--- START ---

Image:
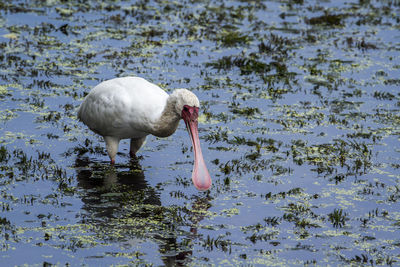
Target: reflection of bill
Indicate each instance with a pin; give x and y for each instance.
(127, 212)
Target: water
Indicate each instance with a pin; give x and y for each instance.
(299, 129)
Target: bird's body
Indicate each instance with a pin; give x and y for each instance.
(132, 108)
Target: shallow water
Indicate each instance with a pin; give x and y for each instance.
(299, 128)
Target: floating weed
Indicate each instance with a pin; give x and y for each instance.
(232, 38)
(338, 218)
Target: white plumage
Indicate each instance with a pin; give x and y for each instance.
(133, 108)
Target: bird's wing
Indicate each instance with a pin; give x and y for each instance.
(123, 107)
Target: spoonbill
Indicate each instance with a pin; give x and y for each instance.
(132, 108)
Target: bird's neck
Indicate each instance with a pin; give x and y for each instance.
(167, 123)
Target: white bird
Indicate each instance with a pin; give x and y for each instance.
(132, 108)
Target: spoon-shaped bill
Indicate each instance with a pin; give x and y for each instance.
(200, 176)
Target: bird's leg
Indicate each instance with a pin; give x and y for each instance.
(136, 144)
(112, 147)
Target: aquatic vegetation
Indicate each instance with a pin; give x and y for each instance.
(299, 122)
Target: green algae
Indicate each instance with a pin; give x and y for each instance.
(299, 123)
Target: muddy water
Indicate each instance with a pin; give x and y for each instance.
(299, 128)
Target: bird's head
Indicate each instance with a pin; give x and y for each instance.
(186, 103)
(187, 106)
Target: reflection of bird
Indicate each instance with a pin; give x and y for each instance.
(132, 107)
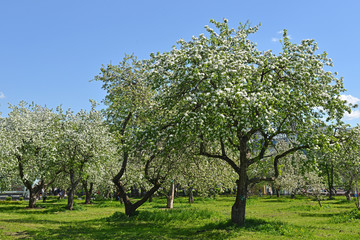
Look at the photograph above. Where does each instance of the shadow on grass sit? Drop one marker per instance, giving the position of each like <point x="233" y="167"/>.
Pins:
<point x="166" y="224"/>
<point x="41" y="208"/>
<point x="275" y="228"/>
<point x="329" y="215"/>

--- END ---
--- START ---

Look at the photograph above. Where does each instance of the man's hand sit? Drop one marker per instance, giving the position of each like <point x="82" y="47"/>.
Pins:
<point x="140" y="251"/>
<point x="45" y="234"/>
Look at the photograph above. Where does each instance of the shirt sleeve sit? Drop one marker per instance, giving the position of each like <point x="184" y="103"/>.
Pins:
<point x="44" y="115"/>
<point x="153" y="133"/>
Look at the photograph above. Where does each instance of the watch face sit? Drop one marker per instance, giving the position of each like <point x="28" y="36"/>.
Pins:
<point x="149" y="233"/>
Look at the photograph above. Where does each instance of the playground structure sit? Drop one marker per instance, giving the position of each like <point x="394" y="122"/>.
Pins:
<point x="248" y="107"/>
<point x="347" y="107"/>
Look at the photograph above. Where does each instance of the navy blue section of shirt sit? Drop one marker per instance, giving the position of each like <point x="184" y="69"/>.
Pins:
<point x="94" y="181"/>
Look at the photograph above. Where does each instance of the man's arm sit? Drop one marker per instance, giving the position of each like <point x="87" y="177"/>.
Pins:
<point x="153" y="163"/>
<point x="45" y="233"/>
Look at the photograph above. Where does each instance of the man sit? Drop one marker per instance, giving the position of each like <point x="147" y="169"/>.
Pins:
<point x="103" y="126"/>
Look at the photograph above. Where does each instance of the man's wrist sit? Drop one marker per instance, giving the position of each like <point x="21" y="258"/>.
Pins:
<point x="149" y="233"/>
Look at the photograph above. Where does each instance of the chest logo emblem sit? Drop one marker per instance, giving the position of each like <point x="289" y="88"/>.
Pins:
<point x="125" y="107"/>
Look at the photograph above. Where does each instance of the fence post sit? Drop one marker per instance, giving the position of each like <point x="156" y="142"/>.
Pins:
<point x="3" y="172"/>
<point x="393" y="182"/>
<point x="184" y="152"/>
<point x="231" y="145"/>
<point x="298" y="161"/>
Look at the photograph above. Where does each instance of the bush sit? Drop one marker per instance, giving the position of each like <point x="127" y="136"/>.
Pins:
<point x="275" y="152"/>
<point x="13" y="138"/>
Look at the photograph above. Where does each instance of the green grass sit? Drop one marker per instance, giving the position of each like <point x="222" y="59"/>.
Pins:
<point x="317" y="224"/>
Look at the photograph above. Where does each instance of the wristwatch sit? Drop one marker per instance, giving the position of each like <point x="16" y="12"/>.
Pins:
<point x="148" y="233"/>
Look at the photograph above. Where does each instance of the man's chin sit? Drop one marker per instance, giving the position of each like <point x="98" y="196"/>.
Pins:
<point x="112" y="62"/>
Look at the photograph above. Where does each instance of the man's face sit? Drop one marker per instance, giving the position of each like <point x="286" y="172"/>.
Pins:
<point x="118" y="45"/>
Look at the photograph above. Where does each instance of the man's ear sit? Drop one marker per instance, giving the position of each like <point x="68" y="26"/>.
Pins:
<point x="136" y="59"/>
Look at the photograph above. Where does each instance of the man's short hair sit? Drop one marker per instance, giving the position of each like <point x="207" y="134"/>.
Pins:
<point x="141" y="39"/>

--- END ---

▶ _TASK BRIEF_
Whenever the string "reflection" appears on a line of the material, that line counts; report the count and nothing else.

▶ _RESULT_
2